PROMPT ▸ Repeat the rows below word for word, starting with the line that contains "of the storefront" and running through the final line of the rows.

═════ EXTRACTED DATA ═════

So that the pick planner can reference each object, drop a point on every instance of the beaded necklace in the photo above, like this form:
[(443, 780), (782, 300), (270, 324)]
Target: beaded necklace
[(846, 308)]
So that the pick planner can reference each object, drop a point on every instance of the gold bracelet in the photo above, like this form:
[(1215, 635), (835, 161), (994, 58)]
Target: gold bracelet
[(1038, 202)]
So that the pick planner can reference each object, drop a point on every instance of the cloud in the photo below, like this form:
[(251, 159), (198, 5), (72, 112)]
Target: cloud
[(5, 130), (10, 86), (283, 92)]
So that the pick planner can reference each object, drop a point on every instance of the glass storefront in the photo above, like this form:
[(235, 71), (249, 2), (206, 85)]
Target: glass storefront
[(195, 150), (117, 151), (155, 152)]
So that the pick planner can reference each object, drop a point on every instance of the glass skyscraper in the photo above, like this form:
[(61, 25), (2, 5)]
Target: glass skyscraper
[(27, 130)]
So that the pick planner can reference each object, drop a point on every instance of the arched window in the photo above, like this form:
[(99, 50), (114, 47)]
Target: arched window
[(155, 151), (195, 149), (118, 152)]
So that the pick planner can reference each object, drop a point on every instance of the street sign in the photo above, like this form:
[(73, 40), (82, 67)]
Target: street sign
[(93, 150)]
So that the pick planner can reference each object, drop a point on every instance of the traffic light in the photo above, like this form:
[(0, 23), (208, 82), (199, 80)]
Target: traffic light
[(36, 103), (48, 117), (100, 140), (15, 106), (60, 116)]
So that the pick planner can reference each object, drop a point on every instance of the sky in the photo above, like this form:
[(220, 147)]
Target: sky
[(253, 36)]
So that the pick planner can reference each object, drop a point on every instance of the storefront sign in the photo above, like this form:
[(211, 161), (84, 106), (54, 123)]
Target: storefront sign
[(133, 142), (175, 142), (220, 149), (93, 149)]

═════

FINISHED TASK ▸
So that the pick planner can reference each object, drop a point on every instance of the storefront sign in the photo above, like this form:
[(211, 161), (84, 106), (54, 123)]
Target: storefront sign
[(133, 142), (175, 142), (220, 149), (93, 149)]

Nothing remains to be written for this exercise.